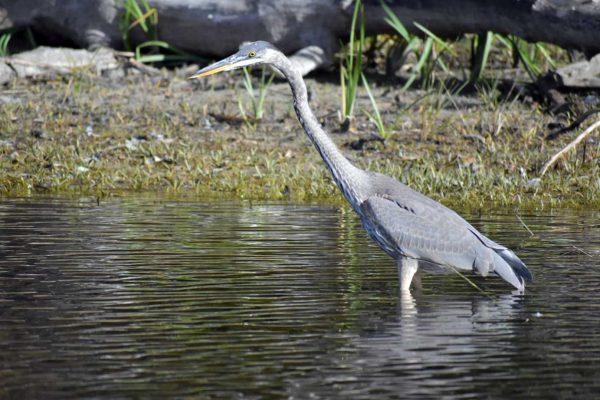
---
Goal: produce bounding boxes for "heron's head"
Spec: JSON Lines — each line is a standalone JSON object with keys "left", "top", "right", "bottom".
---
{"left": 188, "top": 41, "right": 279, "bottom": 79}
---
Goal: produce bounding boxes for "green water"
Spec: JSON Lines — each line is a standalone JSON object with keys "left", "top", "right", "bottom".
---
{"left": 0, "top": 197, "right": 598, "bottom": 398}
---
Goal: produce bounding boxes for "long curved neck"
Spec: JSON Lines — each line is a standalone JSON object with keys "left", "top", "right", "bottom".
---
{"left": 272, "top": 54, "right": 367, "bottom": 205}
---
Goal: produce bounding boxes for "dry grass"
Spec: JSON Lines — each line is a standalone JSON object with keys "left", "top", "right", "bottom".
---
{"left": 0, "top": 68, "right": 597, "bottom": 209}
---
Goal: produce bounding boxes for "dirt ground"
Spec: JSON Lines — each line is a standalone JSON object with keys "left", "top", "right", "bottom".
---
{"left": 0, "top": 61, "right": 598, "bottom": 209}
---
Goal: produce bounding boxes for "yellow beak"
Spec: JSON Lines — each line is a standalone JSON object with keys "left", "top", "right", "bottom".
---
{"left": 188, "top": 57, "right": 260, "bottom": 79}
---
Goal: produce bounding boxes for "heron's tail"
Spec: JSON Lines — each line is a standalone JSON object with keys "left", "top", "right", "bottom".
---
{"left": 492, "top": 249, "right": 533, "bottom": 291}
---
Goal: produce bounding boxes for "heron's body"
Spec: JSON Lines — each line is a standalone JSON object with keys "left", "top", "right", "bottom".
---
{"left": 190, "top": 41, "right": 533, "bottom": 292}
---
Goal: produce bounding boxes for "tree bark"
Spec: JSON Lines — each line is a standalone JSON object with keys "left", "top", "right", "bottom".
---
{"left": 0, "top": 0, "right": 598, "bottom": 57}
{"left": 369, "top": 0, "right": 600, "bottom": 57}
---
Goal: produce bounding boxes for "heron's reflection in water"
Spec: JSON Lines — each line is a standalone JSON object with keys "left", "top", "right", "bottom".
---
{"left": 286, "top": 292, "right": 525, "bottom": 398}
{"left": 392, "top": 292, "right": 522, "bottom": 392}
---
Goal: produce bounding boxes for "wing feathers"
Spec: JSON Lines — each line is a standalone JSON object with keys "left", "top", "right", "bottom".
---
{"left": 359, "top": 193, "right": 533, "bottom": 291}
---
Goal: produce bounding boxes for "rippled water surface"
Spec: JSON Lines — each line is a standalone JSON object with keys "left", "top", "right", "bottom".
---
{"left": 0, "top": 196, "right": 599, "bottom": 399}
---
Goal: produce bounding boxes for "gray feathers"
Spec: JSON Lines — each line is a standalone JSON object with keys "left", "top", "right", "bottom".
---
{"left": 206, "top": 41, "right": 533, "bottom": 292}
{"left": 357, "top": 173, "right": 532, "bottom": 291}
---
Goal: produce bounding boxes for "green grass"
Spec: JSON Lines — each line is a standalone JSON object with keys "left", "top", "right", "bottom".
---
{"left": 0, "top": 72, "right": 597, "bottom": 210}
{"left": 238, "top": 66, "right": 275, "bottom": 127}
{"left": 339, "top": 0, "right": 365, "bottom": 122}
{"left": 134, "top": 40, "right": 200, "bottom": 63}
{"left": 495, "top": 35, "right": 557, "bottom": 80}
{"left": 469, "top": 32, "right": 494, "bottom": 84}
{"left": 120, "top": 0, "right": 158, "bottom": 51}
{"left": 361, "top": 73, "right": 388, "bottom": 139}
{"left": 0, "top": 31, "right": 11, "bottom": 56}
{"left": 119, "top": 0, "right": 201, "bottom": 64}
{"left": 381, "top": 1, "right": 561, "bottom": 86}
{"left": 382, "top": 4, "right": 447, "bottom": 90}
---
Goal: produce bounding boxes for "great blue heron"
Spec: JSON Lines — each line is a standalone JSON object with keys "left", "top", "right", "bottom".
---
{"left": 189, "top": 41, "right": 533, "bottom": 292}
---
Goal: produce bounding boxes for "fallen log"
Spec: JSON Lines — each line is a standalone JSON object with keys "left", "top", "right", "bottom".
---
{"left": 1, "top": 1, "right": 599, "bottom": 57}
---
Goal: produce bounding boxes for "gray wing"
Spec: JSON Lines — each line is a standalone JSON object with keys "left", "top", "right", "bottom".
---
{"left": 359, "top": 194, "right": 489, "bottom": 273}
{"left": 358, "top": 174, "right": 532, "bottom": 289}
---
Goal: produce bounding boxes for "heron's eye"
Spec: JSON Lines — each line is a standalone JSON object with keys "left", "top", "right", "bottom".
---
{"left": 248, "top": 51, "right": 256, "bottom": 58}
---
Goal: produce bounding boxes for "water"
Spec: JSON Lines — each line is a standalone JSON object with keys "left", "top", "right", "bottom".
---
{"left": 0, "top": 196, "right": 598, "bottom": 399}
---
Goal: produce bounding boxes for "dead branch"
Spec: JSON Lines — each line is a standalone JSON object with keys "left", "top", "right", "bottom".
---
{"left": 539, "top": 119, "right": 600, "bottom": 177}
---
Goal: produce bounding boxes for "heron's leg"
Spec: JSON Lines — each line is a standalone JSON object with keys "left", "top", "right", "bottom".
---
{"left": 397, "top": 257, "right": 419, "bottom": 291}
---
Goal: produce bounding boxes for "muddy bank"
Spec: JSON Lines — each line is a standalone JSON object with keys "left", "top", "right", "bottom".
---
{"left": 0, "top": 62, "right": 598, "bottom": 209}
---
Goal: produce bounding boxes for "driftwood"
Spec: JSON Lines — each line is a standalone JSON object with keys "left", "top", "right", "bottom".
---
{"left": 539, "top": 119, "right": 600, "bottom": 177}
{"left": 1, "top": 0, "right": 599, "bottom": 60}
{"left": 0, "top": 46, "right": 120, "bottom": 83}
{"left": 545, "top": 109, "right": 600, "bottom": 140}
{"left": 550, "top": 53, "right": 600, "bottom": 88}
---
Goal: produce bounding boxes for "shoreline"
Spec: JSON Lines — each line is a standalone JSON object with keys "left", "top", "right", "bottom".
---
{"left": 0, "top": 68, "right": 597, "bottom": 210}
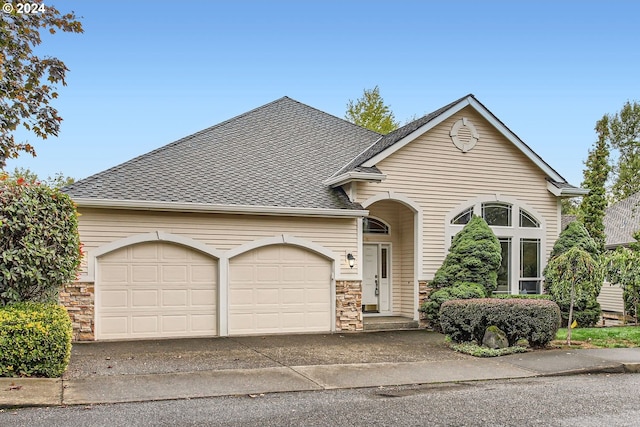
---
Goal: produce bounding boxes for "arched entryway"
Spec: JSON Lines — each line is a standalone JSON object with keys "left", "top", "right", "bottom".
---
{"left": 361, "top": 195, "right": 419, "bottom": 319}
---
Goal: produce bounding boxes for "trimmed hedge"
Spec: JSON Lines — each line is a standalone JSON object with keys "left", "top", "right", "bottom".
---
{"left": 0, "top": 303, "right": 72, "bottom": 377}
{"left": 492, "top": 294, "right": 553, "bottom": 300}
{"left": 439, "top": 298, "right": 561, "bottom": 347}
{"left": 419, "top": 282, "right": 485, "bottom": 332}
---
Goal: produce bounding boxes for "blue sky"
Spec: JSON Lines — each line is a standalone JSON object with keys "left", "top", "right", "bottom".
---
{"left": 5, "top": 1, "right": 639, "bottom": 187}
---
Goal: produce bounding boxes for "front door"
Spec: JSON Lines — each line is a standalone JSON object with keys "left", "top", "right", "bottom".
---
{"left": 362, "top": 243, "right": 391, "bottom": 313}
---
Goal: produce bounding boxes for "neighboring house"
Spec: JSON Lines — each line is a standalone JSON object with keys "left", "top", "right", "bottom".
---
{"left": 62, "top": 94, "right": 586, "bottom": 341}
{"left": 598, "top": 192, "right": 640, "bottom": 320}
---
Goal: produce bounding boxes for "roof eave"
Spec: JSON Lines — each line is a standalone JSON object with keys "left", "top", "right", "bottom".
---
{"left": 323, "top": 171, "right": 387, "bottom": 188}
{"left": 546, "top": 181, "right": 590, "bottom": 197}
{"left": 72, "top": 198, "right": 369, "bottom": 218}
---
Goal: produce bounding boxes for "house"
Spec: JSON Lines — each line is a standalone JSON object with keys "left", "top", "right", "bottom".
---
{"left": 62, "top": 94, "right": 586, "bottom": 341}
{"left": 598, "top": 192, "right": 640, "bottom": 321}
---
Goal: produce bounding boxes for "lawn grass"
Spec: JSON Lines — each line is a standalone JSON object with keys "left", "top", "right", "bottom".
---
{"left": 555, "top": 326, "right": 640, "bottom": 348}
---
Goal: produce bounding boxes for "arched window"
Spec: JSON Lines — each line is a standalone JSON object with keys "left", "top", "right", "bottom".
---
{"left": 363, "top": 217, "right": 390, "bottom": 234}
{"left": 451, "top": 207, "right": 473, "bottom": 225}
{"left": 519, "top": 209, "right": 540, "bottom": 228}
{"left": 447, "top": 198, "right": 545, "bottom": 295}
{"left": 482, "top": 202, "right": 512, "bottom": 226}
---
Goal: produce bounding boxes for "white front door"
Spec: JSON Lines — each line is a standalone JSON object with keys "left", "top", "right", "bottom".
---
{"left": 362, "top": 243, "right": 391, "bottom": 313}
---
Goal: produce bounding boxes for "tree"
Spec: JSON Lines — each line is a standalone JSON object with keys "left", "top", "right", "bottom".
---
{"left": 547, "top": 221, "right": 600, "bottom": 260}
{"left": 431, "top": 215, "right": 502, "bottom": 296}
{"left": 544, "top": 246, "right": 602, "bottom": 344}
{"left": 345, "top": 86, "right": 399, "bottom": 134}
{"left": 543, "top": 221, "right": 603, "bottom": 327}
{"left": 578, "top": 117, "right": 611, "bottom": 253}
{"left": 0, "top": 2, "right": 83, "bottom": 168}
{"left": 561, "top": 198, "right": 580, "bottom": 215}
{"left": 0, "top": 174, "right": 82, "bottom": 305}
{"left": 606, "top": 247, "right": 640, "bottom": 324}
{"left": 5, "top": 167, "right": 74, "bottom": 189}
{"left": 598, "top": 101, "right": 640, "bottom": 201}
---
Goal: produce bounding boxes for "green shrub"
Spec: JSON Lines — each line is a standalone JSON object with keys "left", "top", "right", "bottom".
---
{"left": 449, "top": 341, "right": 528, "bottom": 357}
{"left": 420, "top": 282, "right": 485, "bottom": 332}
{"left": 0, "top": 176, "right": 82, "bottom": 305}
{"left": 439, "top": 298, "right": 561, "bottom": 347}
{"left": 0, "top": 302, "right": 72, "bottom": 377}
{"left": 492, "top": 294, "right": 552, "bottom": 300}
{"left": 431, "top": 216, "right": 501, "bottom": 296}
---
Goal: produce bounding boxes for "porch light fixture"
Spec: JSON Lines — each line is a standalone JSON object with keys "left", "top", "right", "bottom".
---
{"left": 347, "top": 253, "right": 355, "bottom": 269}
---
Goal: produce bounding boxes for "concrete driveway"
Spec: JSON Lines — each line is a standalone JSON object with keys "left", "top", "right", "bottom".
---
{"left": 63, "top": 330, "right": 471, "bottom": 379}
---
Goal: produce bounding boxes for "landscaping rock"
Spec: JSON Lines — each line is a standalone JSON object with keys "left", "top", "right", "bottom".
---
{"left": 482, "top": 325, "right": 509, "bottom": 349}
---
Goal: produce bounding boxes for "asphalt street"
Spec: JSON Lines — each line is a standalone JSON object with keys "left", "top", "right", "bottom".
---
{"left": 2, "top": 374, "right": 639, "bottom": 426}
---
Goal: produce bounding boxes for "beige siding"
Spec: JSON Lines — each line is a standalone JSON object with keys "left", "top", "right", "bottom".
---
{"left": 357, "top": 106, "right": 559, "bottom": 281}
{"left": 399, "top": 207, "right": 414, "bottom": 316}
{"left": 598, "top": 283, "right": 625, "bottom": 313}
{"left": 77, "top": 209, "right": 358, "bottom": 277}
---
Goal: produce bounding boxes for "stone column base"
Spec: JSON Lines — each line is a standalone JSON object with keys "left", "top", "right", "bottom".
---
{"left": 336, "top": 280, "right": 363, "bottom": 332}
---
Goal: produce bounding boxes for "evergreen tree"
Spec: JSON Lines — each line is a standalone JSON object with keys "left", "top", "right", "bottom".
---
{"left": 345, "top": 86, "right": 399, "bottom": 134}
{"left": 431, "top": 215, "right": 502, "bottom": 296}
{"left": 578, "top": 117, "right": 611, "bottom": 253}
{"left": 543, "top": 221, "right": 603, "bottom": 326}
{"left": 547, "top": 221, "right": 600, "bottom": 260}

+---+

» **Task to complete**:
Among the lines of the material above, find those with the word "heron". Copy each one.

» **Exercise response**:
Goal: produce bounding boxes for "heron's head"
Goal: produce bounding boxes for "heron's tail"
Goal: produce bounding boxes for "heron's body"
Goal: produce bounding boxes for "heron's reflection in water"
Goal: produce bounding boxes for "great blue heron"
Goal: produce bounding boxes for "heron's eye"
Goal: produce bounding boxes for "heron's leg"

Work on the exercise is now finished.